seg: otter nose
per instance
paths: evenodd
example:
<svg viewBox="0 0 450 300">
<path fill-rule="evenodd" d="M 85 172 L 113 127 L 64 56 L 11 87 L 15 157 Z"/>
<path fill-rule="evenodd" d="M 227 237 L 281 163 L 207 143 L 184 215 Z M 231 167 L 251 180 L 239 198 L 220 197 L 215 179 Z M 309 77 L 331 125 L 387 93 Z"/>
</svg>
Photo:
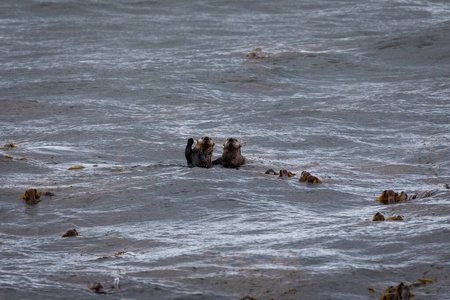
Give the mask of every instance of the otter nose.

===============

(TASK): Would you give the data above again word for word, skipping any images?

(RESPONSE AREA):
seg: otter nose
per instance
paths: evenodd
example:
<svg viewBox="0 0 450 300">
<path fill-rule="evenodd" d="M 85 172 L 113 127 L 64 56 L 11 87 L 15 157 Z"/>
<path fill-rule="evenodd" d="M 227 237 L 281 163 L 207 143 L 184 215 Z M 231 167 L 251 180 L 239 198 L 220 197 L 215 179 Z M 309 77 L 331 125 L 387 93 Z"/>
</svg>
Photo:
Give the mask of every instance of the otter nose.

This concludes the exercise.